Pointing and labeling entries:
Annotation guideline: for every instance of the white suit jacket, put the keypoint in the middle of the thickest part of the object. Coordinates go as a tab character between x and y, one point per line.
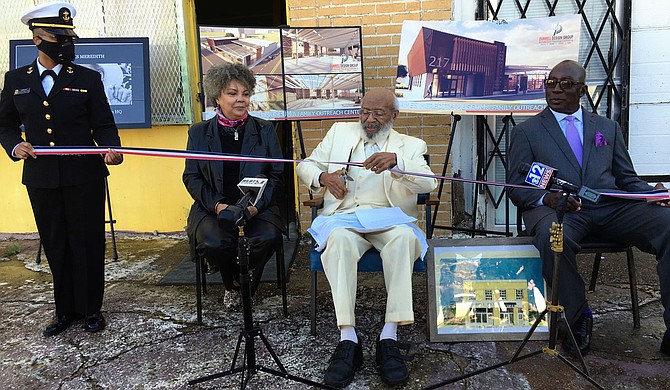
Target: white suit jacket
400	189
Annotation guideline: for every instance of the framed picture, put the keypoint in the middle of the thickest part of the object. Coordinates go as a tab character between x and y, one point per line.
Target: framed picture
485	289
123	64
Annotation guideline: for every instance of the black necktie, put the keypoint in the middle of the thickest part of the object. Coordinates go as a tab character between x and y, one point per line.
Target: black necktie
49	72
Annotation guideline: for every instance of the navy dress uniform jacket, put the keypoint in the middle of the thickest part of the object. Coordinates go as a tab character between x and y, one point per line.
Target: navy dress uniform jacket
76	113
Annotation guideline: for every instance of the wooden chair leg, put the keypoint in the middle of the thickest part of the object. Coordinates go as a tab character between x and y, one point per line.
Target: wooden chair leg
281	276
312	329
632	278
198	291
594	272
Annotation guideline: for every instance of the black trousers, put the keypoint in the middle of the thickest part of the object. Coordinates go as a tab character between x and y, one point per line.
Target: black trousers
646	226
219	246
71	224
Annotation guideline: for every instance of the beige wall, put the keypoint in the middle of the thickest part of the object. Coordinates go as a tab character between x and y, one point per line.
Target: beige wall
381	22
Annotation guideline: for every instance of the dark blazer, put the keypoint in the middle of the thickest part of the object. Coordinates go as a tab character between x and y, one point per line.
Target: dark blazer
76	113
204	179
604	168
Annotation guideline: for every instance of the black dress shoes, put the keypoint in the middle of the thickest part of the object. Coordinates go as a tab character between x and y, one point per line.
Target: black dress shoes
94	323
58	325
344	362
391	362
582	330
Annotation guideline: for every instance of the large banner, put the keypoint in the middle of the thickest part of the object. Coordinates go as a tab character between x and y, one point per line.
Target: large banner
482	67
301	73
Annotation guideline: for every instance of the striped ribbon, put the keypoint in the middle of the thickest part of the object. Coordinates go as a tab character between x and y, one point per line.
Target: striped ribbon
649	196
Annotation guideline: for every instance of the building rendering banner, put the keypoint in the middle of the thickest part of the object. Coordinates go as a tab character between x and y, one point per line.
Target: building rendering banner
482	67
301	73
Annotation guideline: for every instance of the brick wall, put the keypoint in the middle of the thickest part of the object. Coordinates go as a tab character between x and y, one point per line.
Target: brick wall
381	24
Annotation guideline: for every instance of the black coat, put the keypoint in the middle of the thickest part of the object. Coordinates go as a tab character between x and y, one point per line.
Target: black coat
76	113
204	179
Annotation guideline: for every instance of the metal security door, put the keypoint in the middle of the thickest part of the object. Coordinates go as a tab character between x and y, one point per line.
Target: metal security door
604	52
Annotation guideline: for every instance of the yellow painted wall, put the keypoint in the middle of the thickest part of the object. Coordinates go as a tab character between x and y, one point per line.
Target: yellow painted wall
147	193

GIVEN TASK: Reproduce every one of the rows above with "widest part" substituted for each occurrence of "thickest part", leaving all other text unchanged. Omit the pictures from your answer.

TASK OUTPUT:
Annotation guideline: for every instance of the white suit jacket, put the keypoint in the middle of the widest part of the object. Coordinates go as a tab character between x and y, one point per line.
Target: white suit jacket
400	189
Annotation guideline: for every instance of the framed picture, put the keypoint in the middle of the widest part of the object. Coordinates go as a tab character between x and y, one point per line.
Target: framed picture
485	289
123	64
Annotation guideline: for every instance of the black necktie, put the keypoint in the middle of the widest part of the object. Coordinates go as a tab character between x and y, one point per line.
Target: black necktie
49	72
Annotation guideline: for every instance of the navy dress uniform jacket, put the keypoint in the middle of the widest part of the object. Coordinates go as a tab character between x and y, one point per line.
Target: navy dress uniform jacket
76	113
Annotation guideline: for every instance of the wooden chair leg, put the keypoint in the middle of the widest part of the object. Coordinates go as a tab character between x and y, one point per line.
Target: wooden chair leg
281	276
312	329
632	278
198	291
594	272
Annotation guideline: for every instance of the black trousers, put the keypoint in the middle of the widest part of the object. Coordinates go as a tab character between x and y, one point per line.
Target: black trousers
646	226
219	246
71	224
Annotation guideline: for every instance of the beige wall, put the keypoint in the middle of the widest part of the object. Coordinates go as a tab character between x and y, one point per line.
Target: beige wall
381	22
Annotation guideline: for every instance of the dark blazer, put the keypoint in the middle of the widest part of the object. Coordinates go as a tab character between x and y, one point per line.
Target: dark blazer
76	113
204	179
604	168
Annotation guideline: for every instance of the black dress shoes, put the keypoint in the middle of the widest part of the object. Coordinates go as a tab character between x and y, one point per line.
Target: black dress shoes
94	323
58	325
344	362
391	362
582	330
Annotation guideline: for every instance of the large banner, put the keypoint in the middle of the widest part of the object. Coordinates go as a tab character between x and y, one point per line.
Target: large banner
482	67
301	73
Annotation guideline: for every instance of the striped ribbon, put the keypoint in the middle of the widest part of the object. Coordinates go as a tab character between x and y, one point per line.
Target: striped ribbon
649	196
Annotation guideline: for every instance of the building rendering banner, put the keypoint in the middle of the widest part of the object. Coordinates go as a tab character between x and y, one point per line.
Target: building rendering banner
482	67
301	73
Annotation guideline: for every instance of the brick wall, put the keypoint in the middle of the widest part of the object. Coordinates go as a tab character between x and y, one point per line.
Target: brick wall
381	24
Annotation guideline: for every instance of the black coat, put the keypoint in the middle of the widest part of the object. Coordinates go as a tab character between x and y, one point per line.
Target: black coat
76	113
204	179
Annotation guideline: for every instance of the metal security door, put the keypoint in the middle of the widest part of the object. Coordinates go as a tab character between x and y, one point per line.
Target: metal security door
604	52
Annotation guideline: for every instance of the yellow painted wall, put the keypoint in the middle of the widest part of the object. Coordinates go as a tab character between x and y, one point per line.
Target: yellow painted wall
147	193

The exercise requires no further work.